**Task item**
Please repeat the data in full, character for character.

[Records from a data collection]
-*-*-

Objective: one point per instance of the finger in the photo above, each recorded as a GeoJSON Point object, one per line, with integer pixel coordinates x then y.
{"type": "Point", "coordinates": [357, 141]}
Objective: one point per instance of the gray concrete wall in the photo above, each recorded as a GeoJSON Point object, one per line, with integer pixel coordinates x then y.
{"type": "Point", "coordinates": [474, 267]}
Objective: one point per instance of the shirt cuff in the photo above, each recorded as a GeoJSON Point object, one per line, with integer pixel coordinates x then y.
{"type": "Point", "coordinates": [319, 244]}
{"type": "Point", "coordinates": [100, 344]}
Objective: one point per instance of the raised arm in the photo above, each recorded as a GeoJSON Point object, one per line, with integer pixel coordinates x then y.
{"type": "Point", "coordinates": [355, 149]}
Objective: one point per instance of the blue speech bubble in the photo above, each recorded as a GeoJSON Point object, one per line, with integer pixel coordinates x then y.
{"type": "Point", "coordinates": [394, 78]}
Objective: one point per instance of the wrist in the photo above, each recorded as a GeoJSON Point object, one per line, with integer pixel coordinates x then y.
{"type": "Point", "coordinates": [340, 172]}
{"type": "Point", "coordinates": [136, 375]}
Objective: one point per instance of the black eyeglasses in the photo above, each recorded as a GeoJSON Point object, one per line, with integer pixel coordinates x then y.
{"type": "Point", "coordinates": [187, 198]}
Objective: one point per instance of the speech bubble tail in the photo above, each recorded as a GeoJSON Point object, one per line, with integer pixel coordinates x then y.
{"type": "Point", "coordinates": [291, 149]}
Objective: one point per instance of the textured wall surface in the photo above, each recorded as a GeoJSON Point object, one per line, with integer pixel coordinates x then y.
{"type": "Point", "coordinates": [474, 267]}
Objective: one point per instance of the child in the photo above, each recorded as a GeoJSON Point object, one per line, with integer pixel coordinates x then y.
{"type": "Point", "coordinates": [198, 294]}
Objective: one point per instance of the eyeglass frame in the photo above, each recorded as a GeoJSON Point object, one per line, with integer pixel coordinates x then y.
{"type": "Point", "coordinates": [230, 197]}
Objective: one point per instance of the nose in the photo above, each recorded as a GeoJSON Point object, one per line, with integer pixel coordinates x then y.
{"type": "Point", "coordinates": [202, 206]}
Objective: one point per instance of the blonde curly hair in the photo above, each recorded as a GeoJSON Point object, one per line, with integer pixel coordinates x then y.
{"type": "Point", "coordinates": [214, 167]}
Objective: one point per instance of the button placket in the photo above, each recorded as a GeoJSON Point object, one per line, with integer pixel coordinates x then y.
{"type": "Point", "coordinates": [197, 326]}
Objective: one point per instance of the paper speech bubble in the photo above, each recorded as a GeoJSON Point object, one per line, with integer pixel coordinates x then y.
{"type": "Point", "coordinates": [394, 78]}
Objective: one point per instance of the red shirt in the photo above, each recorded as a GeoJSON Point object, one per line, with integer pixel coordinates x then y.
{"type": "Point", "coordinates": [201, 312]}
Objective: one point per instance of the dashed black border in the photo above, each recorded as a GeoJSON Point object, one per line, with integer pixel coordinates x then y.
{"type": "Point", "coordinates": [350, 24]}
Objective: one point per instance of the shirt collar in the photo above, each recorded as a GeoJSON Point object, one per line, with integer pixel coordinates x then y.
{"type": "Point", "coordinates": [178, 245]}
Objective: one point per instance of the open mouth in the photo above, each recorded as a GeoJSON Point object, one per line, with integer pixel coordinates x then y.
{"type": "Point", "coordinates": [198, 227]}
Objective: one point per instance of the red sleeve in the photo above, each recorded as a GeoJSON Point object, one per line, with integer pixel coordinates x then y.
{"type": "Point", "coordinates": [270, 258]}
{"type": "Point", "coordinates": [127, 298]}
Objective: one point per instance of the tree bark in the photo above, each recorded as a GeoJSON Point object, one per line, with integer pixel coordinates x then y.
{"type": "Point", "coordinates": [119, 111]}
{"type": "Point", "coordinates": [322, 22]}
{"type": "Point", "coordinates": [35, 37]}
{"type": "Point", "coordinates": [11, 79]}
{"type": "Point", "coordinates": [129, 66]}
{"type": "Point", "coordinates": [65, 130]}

-*-*-

**Exercise result**
Objective: one point per instance of the finger in the photo above, each recorded as a GeoJSON Point object, one per line, with integer pixel coordinates x then y.
{"type": "Point", "coordinates": [357, 141]}
Objective: one point per instance of the gray concrete wall in the photo above, each recorded as a GeoJSON Point object, one per line, with integer pixel coordinates x then y.
{"type": "Point", "coordinates": [474, 267]}
Objective: one point per instance of the shirt cuff in the photo above, each recorded as a GeoJSON Point object, one per line, with integer pixel coordinates x then y.
{"type": "Point", "coordinates": [319, 244]}
{"type": "Point", "coordinates": [100, 344]}
Objective: one point per instance of the raised arm in the photo above, each recorded as a GeoJSON Point object, one per line, with integer pixel coordinates x then y.
{"type": "Point", "coordinates": [355, 149]}
Objective: one point per instance of the blue speech bubble in the photo above, each recorded as a GeoJSON Point object, one per line, with integer pixel coordinates x then y.
{"type": "Point", "coordinates": [394, 78]}
Objective: one point per instance of the wrist in the photo above, each recorded as a GeoJSON Point object, one per line, with integer pixel coordinates x then y.
{"type": "Point", "coordinates": [340, 172]}
{"type": "Point", "coordinates": [136, 375]}
Objective: one point per instance of the black eyeglasses in the photo above, each recorded as a GeoJSON Point object, one per line, with integer pixel coordinates x then y.
{"type": "Point", "coordinates": [187, 198]}
Objective: one point per instance of the speech bubble tail in the photo above, each recorded as a GeoJSON Point object, one per line, with integer pixel coordinates x then y.
{"type": "Point", "coordinates": [291, 149]}
Objective: one point per instance of the textured wall surface in the photo above, each recorded as a GeoJSON Point object, one per line, with integer pixel coordinates x then y.
{"type": "Point", "coordinates": [474, 267]}
Objective: one point per instance of the child in the photo above, each recorded as a GeoJSON Point object, one per line, with integer pixel coordinates x then y.
{"type": "Point", "coordinates": [198, 294]}
Objective: one point per instance of the eyeglass frame in the photo above, each recorded as a GeoJSON Point object, one per line, with integer pixel coordinates x then y.
{"type": "Point", "coordinates": [230, 197]}
Objective: one point per instance of the nose in the photo above, each recorded as a GeoJSON Point object, one per line, with integer pixel coordinates x then y.
{"type": "Point", "coordinates": [202, 206]}
Objective: one point per instance of the blonde curly hair in the photo above, each recorded as a GeoJSON Point object, one per line, with integer pixel coordinates x then y.
{"type": "Point", "coordinates": [214, 167]}
Objective: one point per instance of the button placket in the photo above, each recorded as a GeoJSON Point object, one per line, with integer pixel coordinates x then y.
{"type": "Point", "coordinates": [197, 326]}
Objective: one point per instance of the paper speech bubble in the photo above, each recorded as a GeoJSON Point object, one per line, with integer pixel coordinates x then y.
{"type": "Point", "coordinates": [394, 78]}
Objective: one point per instance of the red shirt in the photo above, each recorded as a GeoJSON Point object, one per line, with integer pixel coordinates x then y.
{"type": "Point", "coordinates": [201, 312]}
Objective: one point per instance of the dashed black border in the photo above, each recorded as a GeoJSON Point object, one per line, with integer pixel coordinates x then y.
{"type": "Point", "coordinates": [350, 24]}
Objective: one point per instance of the shirt collar in the photo above, each recorded as a GeoJSON Point object, one per line, with integer pixel coordinates x then y.
{"type": "Point", "coordinates": [178, 245]}
Objective: one point per instance of the open mouth in the photo above, each recorded as a GeoJSON Point object, one per line, with integer pixel coordinates x then y.
{"type": "Point", "coordinates": [198, 227]}
Objective: one point per instance of the red sleeve in the photo above, each recorded as a GeoJSON Point object, one per line, with integer pixel coordinates x then y.
{"type": "Point", "coordinates": [270, 258]}
{"type": "Point", "coordinates": [127, 298]}
Objective: one point per instance of the tree bark in the photo above, each recorded as a GeoJSON Point object, one per line, with integer pixel coordinates x then y.
{"type": "Point", "coordinates": [119, 111]}
{"type": "Point", "coordinates": [322, 22]}
{"type": "Point", "coordinates": [35, 37]}
{"type": "Point", "coordinates": [11, 79]}
{"type": "Point", "coordinates": [129, 66]}
{"type": "Point", "coordinates": [65, 130]}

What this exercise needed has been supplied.